_SOURCE_
Page 1 of 4 Eric Lippert's name is synonymous with C#. Having been Principal Developer at Microsoft on the C# compiler team and a member of the C# language design team he now works on C# analysis at Coverity.
If you know C# then the name Eric Lippert will be synonymous with clear explanations of difficult ideas and insights into the way languages work and are put together. However this didn't stop our interviewer Nikos Vaggalis (NV) from ranging over topics as diverse as the future of C#, asynchronous v parallel, Visual Basic and more.
Read on because you are sure to find something to interest you about C#, languages in general or just where things are headed.
Eric Lippert (Source; Mark Aiken)
NV : So Eric, after so many years at Microsoft you began a new career at Coverity. Was the 'context switch' easy?
EL : Yes and no. Some parts of it were very easy and some took some getting used to.
For example, re-learning how to use Unix-based development tools, which I had not touched since the early 1990s, took me a while. Git is very different than Team Foundation Studio. And so on. But some things were quite straightforward.
Coverity's attitude towards static analysis is very similar to the attitude that the C# compiler team has about compiler warnings, for instance. Though of course the conditions that Coverity is checking for are by their nature much more complicated than the heuristics that the C# compiler uses for warnings.
Switching from taking a bus to downtown every day instead of taking a bus to Redmond every day was probably the easiest part!
NV: I guess that from now on you'll be working on the field of static analysis. What exactly does static analysis do?

_LISTING_
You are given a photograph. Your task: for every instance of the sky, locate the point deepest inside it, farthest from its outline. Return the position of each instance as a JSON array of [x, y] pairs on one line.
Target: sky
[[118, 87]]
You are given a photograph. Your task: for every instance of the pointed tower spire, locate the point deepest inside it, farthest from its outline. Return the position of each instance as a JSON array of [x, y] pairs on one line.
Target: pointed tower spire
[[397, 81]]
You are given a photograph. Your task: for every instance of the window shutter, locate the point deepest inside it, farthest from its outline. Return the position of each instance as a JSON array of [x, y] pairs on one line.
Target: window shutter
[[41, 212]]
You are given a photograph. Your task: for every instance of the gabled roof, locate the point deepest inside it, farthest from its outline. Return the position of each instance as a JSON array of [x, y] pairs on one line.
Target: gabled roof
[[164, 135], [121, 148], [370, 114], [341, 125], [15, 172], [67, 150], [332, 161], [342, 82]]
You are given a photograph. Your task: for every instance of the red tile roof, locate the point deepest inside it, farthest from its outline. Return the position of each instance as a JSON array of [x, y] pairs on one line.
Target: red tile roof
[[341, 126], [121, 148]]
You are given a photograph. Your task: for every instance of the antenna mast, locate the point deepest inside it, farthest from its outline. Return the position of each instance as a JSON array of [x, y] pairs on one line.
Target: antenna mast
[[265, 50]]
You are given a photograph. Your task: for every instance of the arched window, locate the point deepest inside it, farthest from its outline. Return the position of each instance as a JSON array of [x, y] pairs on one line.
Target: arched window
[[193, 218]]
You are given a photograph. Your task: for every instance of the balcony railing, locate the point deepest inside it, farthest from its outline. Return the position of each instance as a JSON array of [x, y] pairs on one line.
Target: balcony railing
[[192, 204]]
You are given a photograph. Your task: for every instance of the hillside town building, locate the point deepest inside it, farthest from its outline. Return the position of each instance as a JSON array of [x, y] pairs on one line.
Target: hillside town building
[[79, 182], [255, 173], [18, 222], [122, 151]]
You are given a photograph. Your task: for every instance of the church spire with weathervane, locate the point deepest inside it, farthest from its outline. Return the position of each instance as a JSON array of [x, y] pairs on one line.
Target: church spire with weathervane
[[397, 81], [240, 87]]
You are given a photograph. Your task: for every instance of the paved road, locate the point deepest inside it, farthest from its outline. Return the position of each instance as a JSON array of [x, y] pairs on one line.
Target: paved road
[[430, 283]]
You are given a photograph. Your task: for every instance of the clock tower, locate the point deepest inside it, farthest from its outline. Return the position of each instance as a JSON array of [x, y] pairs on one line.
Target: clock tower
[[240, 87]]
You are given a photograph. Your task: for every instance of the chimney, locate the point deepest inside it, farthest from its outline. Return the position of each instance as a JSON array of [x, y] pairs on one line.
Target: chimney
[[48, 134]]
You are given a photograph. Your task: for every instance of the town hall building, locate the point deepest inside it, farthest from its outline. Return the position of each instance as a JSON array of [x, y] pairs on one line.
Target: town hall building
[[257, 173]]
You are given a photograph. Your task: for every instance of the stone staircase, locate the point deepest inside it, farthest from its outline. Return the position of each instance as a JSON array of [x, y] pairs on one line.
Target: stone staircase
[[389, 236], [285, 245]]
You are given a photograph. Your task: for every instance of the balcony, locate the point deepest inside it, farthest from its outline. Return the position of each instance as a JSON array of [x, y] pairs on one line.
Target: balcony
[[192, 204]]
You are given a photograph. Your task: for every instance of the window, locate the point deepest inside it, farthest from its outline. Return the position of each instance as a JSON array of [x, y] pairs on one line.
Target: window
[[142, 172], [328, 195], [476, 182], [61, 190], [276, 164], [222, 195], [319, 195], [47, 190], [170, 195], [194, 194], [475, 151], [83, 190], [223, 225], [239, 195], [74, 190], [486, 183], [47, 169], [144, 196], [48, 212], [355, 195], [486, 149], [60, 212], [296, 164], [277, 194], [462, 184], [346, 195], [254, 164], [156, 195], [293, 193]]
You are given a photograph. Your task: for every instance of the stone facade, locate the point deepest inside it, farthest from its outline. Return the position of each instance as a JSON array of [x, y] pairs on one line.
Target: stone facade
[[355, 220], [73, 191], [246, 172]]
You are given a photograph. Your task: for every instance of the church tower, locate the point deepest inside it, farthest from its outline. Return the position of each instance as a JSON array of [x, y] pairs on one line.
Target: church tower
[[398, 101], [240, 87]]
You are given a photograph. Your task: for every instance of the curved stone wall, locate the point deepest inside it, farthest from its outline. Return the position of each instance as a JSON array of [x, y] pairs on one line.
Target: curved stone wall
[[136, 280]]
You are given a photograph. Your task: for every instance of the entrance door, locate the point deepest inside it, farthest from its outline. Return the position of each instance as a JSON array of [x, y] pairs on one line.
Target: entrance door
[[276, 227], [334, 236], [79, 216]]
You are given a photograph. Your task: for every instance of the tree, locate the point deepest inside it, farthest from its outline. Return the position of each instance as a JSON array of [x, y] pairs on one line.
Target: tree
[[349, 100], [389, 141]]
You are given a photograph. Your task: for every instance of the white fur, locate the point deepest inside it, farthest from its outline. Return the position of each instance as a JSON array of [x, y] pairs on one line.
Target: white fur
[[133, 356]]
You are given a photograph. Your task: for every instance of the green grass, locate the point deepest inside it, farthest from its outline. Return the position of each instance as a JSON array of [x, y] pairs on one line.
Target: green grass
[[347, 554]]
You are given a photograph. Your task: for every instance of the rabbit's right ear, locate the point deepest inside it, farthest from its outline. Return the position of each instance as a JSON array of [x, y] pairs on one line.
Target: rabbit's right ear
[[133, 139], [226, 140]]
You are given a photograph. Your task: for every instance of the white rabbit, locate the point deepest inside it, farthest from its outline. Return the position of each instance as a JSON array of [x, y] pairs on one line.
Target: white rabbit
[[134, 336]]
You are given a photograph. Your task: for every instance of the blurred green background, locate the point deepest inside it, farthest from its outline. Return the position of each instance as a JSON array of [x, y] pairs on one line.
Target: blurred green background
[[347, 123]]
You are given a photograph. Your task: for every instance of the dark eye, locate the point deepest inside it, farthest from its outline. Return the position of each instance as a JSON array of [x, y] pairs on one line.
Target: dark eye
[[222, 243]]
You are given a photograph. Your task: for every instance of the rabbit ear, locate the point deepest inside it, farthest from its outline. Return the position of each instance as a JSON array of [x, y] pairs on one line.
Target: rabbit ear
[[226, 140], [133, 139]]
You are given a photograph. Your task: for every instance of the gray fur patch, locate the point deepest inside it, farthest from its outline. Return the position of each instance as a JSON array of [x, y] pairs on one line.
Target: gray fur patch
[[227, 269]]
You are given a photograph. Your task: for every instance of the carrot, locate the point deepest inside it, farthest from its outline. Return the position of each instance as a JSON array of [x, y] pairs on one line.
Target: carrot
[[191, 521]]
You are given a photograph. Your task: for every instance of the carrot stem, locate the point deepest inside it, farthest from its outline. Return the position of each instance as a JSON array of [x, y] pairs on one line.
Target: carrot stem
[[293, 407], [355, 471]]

_TASK SET_
• a. Reproduce the passage of the Eric Lippert interview above between "Eric Lippert (Source;" and "were quite straightforward.", inclusive.
• b. In the Eric Lippert interview, what tool does Lippert say is very different from Team Foundation Studio?
• c. Extend the Eric Lippert interview past its final line, NV's question about static analysis.

_FINAL ANSWERS_
• a.
Eric Lippert (Source; Mark Aiken)
NV : So Eric, after so many years at Microsoft you began a new career at Coverity. Was the 'context switch' easy?
EL : Yes and no. Some parts of it were very easy and some took some getting used to.
For example, re-learning how to use Unix-based development tools, which I had not touched since the early 1990s, took me a while. Git is very different than Team Foundation Studio. And so on. But some things were quite straightforward.

• b. Git.

• c.
EL: Static analysis is a very broad field in both industry and academia. So let me first start very wide, and then narrow that down to what we do at Coverity.
Static analysis is analysis of programs based solely on their source code or, if the source code is not available, their compiled binary form. That is in contrast with dynamic analysis, which analyses program behavior by watching the program run. So a profiler would be an example of dynamic analysis; it looks at the program as it is running and discovers facts about its performance, say.
Any analysis you perform just by looking at the source code is static analysis. So for example, compiler errors are static analysis; the error was determined by looking at the source code.
So now let's get a bit more focused. There are lots of reasons to perform static analysis, but the one we are focused on is the discovery of program defects. That is still very broad. Consider a defect such as "this public method violates the Microsoft naming guidelines". That's certainly a defect. You might not consider that a particularly interesting or important defect, but it’s a defect.
Coverity is interested in discovering a very particular class of defect. That is, defects that would result in a bug that could realistically affect a user of the software. We're looking for genuine “I'm-glad-we-found-that-before-we-shipped-and-a-customer-lost-all-their-work” sort of bugs. Something like a badly named method that the customer is never going to notice.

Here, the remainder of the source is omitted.